• [WHAT THE EXERCISE ASKS]: Return the listing below exactly. Leave its pictures out.
*** Opening RECORDED DATA ***
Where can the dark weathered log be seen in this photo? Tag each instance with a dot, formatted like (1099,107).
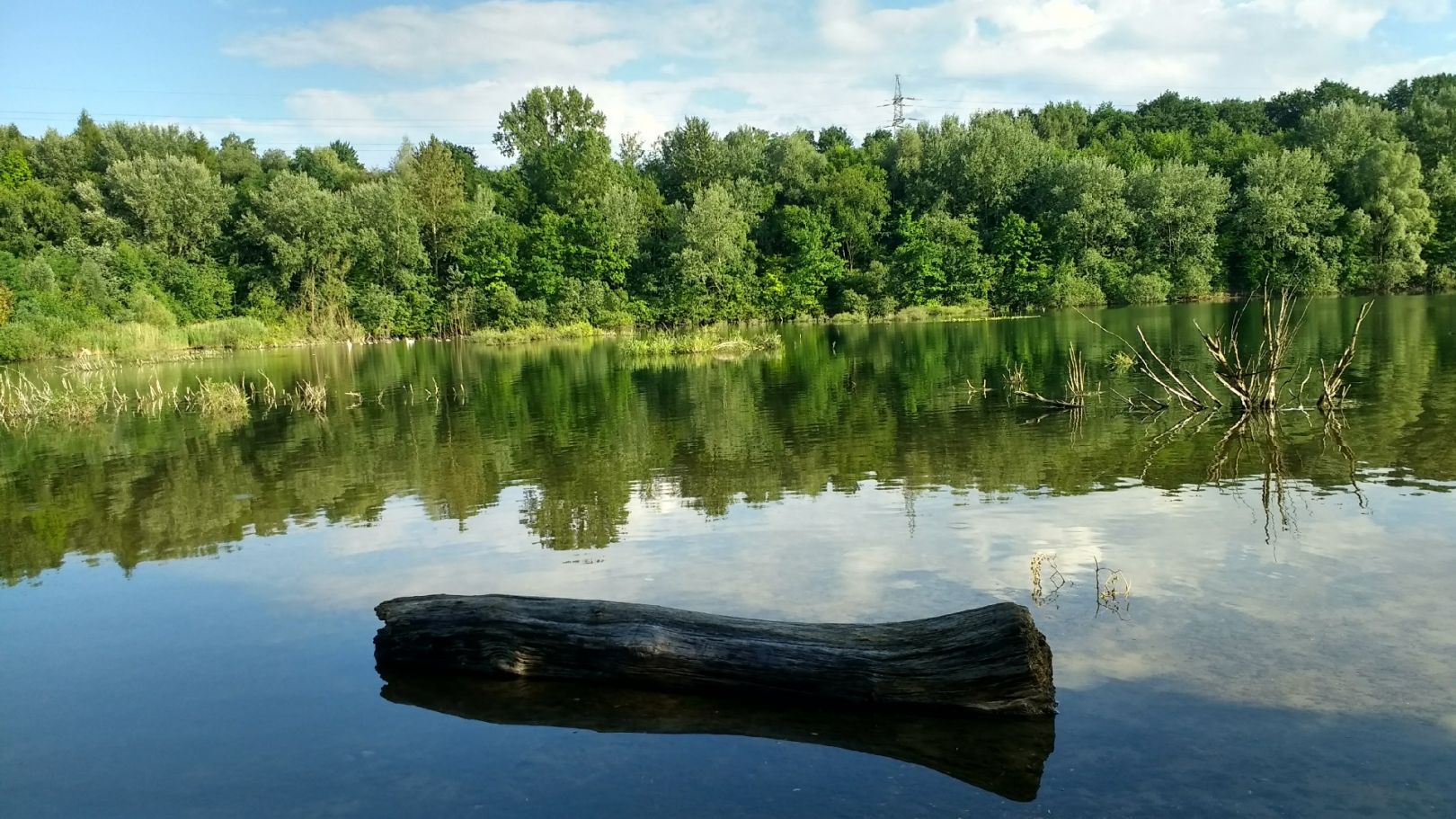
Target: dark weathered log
(1003,755)
(989,661)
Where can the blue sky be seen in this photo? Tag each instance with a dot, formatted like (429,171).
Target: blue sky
(371,73)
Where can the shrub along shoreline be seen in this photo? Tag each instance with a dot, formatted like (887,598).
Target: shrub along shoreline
(138,238)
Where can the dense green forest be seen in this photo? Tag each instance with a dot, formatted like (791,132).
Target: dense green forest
(129,236)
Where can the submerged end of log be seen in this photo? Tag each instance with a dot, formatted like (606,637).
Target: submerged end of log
(988,661)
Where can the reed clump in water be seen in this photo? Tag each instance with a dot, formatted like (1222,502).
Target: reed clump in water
(72,401)
(218,398)
(701,344)
(1076,385)
(82,398)
(312,396)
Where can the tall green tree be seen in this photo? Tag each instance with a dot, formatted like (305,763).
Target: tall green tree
(1286,223)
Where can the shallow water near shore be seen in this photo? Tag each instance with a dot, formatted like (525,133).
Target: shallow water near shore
(187,602)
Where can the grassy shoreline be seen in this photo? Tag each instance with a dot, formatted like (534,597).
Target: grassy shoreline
(136,343)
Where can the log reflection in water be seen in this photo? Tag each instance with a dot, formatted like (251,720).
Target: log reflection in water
(1000,755)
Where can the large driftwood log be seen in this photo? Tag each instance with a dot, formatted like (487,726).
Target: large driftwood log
(1003,755)
(989,661)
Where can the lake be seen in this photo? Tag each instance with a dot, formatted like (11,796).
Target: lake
(1247,619)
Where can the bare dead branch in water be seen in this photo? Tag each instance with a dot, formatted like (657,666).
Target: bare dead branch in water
(1256,382)
(1076,385)
(1334,387)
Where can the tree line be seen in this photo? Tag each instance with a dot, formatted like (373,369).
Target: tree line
(138,227)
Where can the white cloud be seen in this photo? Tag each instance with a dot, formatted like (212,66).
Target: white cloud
(777,66)
(578,37)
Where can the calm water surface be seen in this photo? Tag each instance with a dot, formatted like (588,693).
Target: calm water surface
(185,605)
*** Closing RECORDED DATA ***
• [EXERCISE RESULT]:
Where can the dark weathered log be seen in this photo? Tag each instance with a dot, formatted like (1099,107).
Target: dark weathered log
(1003,755)
(989,661)
Where can the blue sky be seen in this photo? Tag each instance with a dot, formatted like (429,171).
Target: blue sky
(371,73)
Where can the shrub along shoreline be seen in this photo? Tag each instance with a dot, formatted like (887,598).
Target: shrub along shoreline
(138,238)
Where can the dense green forest be seen in this photo? Tag each instance with a dot, formatted like (791,132).
Target: dense green forest
(129,236)
Where can the submerged end of log be seen in this photo? Tag each instance with a dot, formatted like (606,637).
Target: submerged end of log
(988,661)
Where can the reed clump in water be seen in this photo? Tag each instance with a dot, formatted like (1222,502).
Target: reed clump in water
(72,401)
(218,398)
(701,344)
(1076,385)
(82,398)
(312,396)
Where can the tall green tree be seen in this photo? Tag each instance with a dot, formatted like (305,763).
Target: tall green tree
(1286,223)
Where can the shallow water near shore be seen in this photo? Tag each instance with a dot, formatted like (525,133).
Target: shallow water near shore
(187,602)
Where can the grassy shoreline be seen in this photo? Tag each instance with a dot, formatted like (534,597).
Target: grassy shoreline
(136,343)
Where can the log reflection in water be seen in this photo? Tag each instance with a dot, formatted like (251,720).
Target: log reflection in water
(1000,755)
Where can the large driftwood log be seen in this photo? Tag each instance with a dot, formatted like (487,726).
Target: large driftwood log
(1003,755)
(989,661)
Where can the lake be seen in this photo? Tag each instance with a dot, formatted like (11,796).
Target: lake
(1247,619)
Where can the bare dead branch in water be seen in this photo? Tag each instance with a dot, formatted like (657,666).
Target: bare dead branch in water
(1256,382)
(1076,385)
(1334,387)
Where can the tree line be seen in this photo? Tag each instance with a dot, formatted like (373,369).
Target: tree line
(138,227)
Where can the white cloud be seen in this photo? Tag each instance with a dot, formatted like (212,66).
Target: white cloud
(777,66)
(578,37)
Where can the calm water surface be seen in this photo? Tag each instance with a dot, formatted like (588,693).
Target: calm water surface
(185,605)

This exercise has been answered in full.